:: Exercise brief ::
Can you return every line of the data below that contains the string "image", counting only matches with the same capitalization?

:: Records for this task ::
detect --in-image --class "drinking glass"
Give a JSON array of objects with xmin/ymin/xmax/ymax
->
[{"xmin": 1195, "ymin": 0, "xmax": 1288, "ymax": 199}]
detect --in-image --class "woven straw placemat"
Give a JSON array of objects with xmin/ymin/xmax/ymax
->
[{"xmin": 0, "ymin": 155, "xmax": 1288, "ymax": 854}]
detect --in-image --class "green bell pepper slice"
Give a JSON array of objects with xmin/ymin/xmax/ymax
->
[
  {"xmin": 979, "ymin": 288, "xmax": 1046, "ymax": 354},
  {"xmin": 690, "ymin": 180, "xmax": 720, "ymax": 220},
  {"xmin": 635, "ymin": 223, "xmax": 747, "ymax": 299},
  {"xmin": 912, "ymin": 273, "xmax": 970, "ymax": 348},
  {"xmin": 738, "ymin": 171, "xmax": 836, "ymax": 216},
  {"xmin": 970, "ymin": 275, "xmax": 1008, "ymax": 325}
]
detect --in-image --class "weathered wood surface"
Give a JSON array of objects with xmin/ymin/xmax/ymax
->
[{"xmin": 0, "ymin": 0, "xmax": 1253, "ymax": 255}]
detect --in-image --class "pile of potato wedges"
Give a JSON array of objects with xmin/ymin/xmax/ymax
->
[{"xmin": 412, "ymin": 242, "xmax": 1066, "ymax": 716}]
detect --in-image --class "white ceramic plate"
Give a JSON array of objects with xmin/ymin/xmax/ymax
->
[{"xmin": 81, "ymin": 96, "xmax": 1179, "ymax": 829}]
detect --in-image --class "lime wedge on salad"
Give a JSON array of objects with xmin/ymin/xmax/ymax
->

:: Task response ::
detect --in-image --class "drinking glass"
detect --in-image --class "woven straw placemat"
detect --in-image --class "green bell pepper slice"
detect --in-image --class "weathered wood surface"
detect --in-image --class "pile of potato wedges"
detect --in-image --class "white ceramic plate"
detect --in-image --class "lime wedge on salad"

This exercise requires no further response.